* _EXCERPTED TEXT_:
** Start **
Your job is to implement 3 different models for storing time-series data, design a mongodb server configuration to handle these workloads, and then evaluate the performance of your workloads on that server.
You're building a software system that's going to keep track of servers in a data center. You need to be able to track the cpu load of all of the servers in your data center so you can quickly find a server that's maxed out. Your task is to design the mongodb schema and transactions that will support the collection and reporting of this data. You are also responsible for sizing the database server that will hold this data, and be able to say with confidence that it can support the full load of the application.
Your application needs to take a server-name, cpu-load measurement, and a timestamp, and store it in MongoDB.
Your application needs to accept a query for a server-name, and a time range, and then return the hourly average cpu load for that machine.
This is the "relational database" way of modeling the application. As samples arrive, you store each one as a document in the database.
{ load: 92, server: 'server1', timestamp: ISODate("...") }
As samples arrive, you just insert them into the database. When a query arrives we'll fetch all of the documents in that time range and return them.
Another option is to store 1 document for each hour and to pre-aggregate new samples into that document. Here you'd keep a sum and an average and increment them when new samples arrive:
{ load_sum: 1231, load_count: 100, server: 'server1', hour: ISODate("...") }
When samples arrive, you do an update on this document to increment the sum and count for the proper hour. In this case, the timestamp would be truncated to the hour in which the sample happened.
** End **
* _GIVEN INFORMATION_:
** Start **
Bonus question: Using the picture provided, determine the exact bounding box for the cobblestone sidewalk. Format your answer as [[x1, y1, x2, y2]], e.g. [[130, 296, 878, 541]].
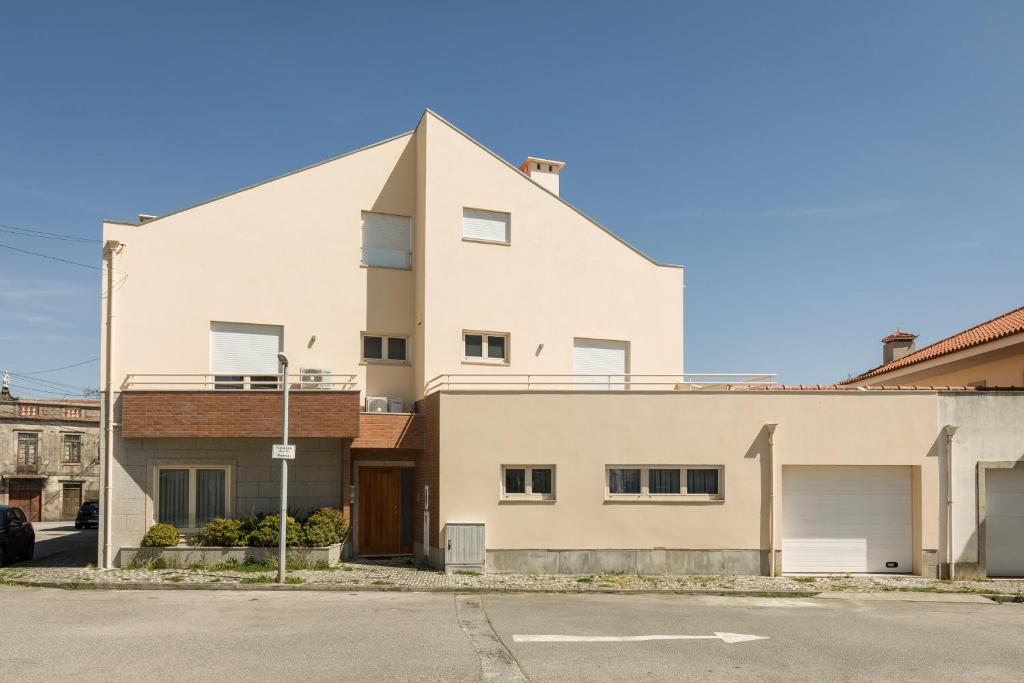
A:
[[0, 560, 1024, 600]]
** End **
Write the next part of the text on MongoDB schemas for server CPU-load data, picking up after its final sentence. The listing above is drawn from a separate source.

We could group all of the load averages for a single day into a single document. This is a lot like the document per hour scenario, except we store an array of "hour average" sub-documents within a larger document.
{
server: 'server1',
day: ISODate("..."),
hours: {
0: { sum: 1231, count: 100 },
1: { sum: 732, count: 25 },
2: { sum: 342, count: 30 },
...
}
}
When samples arrive, we insert them into the proper hour of the day document.
- Implement each design choice method (open the time-series.js file and fill in your code) (use a local mongodb instance to test it)
- what is the mongodb command to store the document?
- what is the mongodb query to find results?
- what index would you use for this
- what shard key would you use for this -- what could you use as a right-balanced shard key?
- how could you use the aggregation framework to roll up results?
- Given a budget of $650 / month, design a server to run this workload (launch and configure your instance in 10gen's aws-test account) (configure & tune the system to your liking, but document what you changed)
- which instance size would you choose?
- what drive configuration would you choose?
- what read-ahead setting would you use?
- Measure the design choices on your server (launch an instance of ami-XXXXXX to serve as your test driver) (install your implementation file on that machine & use it to test) (save your results directory from the test server when you're done)
- what insert rate can you achieve?
- what query rate can you achieve for a 0-30 day time ranges?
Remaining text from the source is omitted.